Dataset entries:
>>>>

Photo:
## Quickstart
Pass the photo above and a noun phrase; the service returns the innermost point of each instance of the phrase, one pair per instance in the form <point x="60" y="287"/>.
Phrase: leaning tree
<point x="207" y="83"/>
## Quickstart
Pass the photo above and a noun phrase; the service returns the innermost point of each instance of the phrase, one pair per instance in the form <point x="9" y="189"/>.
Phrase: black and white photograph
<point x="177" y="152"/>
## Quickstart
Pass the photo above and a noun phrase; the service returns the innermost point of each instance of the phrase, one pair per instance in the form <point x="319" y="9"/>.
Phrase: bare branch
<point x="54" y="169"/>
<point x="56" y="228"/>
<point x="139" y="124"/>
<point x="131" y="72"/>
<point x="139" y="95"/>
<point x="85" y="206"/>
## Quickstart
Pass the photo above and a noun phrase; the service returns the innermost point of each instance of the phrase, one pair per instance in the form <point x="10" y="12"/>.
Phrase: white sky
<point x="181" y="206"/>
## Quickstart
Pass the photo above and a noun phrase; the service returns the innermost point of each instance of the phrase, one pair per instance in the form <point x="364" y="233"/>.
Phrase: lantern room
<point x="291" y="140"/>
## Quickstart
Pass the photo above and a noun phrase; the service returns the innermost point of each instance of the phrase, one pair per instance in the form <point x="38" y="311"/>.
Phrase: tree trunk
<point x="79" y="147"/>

<<<<

Write the complete data out, exactly as above.

Photo:
## Quickstart
Pass the photo above and a noun phrase; the service returns the innermost point of each instance of the phrase, one pair per instance in the form <point x="60" y="287"/>.
Phrase: leaning tree
<point x="207" y="83"/>
## Quickstart
Pass the photo above and a noun phrase; the service returns the innermost point of each instance of the phrase, one pair per instance in the form <point x="9" y="189"/>.
Phrase: black and white photograph
<point x="177" y="152"/>
## Quickstart
Pass the photo above and a noun phrase; the service returns the innermost point of each instance of the phrase, one pair per instance in the form <point x="319" y="9"/>.
Phrase: bare branch
<point x="54" y="169"/>
<point x="56" y="228"/>
<point x="139" y="124"/>
<point x="131" y="72"/>
<point x="139" y="95"/>
<point x="85" y="206"/>
## Quickstart
Pass the photo above and a noun phrase; the service returns the innermost point of each instance of the phrase, one pair per instance in the form <point x="10" y="12"/>.
Phrase: white sky
<point x="181" y="206"/>
## Quickstart
Pass the photo above and a noun phrase; the service returns the innermost point of each instance of the phrase, one pair per instance in the form <point x="364" y="233"/>.
Phrase: lantern room
<point x="291" y="140"/>
## Quickstart
Pass the photo above and a noun phrase; the service returns the innermost point of each instance of the phrase, one pair per instance in the form <point x="38" y="311"/>.
Phrase: tree trunk
<point x="79" y="147"/>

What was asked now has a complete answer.